### Exercise objective
Render the data from the line with "Exercise. Point to the small" through the end as a two-column CSV with the headers request and answer, one row per request. Put each request and its answer in a single quoted field, replacing line breaks with spaces.

### Point annotation data
## begin

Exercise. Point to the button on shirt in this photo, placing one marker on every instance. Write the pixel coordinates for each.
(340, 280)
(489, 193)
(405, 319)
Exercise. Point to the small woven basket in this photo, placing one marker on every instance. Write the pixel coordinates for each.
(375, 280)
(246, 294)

## end

### Task solution
request,answer
"Exercise. Point to the small woven basket in this photo, placing one marker on every instance. Write the pixel coordinates for each.","(375, 280) (246, 294)"